--- Records for the exercise ---
+ + + + +

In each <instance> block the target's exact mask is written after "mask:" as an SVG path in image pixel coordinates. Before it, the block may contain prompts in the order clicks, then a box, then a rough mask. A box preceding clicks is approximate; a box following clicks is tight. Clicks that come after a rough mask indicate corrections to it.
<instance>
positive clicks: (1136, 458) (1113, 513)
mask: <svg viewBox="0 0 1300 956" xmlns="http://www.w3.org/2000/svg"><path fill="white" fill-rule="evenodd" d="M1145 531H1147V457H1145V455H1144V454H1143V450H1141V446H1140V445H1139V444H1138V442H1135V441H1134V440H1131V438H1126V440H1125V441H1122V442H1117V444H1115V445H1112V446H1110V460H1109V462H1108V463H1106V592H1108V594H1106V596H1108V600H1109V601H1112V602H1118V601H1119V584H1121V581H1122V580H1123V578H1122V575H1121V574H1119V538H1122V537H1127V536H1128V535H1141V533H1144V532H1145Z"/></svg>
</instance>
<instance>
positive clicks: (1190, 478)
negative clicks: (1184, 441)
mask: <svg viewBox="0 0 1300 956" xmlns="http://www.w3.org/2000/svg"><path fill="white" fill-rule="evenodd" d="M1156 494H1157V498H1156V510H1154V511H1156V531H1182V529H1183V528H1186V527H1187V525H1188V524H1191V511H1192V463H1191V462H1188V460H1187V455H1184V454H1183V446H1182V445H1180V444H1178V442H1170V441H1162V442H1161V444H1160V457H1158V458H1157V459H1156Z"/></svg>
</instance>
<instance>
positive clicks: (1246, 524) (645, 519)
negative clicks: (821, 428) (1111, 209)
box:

+ + + + +

--- What is being asked ---
Across the whole listing, every line must be copied exactly.

--- Response below ---
In each <instance> block the target's exact mask is written after "mask:" as an SVG path in image pixel coordinates. Before it, the block may contain prompts in the order clicks, then a box, then a rough mask. A box preceding clicks is approximate; a box following clicks is tight. Clicks that come after a rough mask indicate corrections to it.
<instance>
positive clicks: (1136, 458) (1113, 513)
mask: <svg viewBox="0 0 1300 956" xmlns="http://www.w3.org/2000/svg"><path fill="white" fill-rule="evenodd" d="M1145 531H1147V457H1145V455H1144V454H1143V450H1141V446H1140V445H1139V444H1138V442H1135V441H1134V440H1131V438H1126V440H1125V441H1122V442H1117V444H1115V445H1112V446H1110V460H1109V462H1108V463H1106V592H1108V594H1106V596H1108V600H1109V601H1112V602H1118V601H1119V584H1121V581H1122V580H1123V578H1122V575H1121V574H1119V538H1122V537H1127V536H1128V535H1141V533H1144V532H1145Z"/></svg>
</instance>
<instance>
positive clicks: (1190, 478)
negative clicks: (1184, 441)
mask: <svg viewBox="0 0 1300 956" xmlns="http://www.w3.org/2000/svg"><path fill="white" fill-rule="evenodd" d="M1156 494H1157V498H1156V510H1154V511H1156V531H1182V529H1183V528H1186V527H1187V525H1188V524H1191V511H1192V463H1191V462H1188V460H1187V455H1184V454H1183V446H1182V445H1180V444H1178V442H1170V441H1162V442H1161V444H1160V457H1158V458H1157V459H1156Z"/></svg>
</instance>
<instance>
positive clicks: (1246, 524) (645, 519)
negative clicks: (821, 428) (1111, 209)
box:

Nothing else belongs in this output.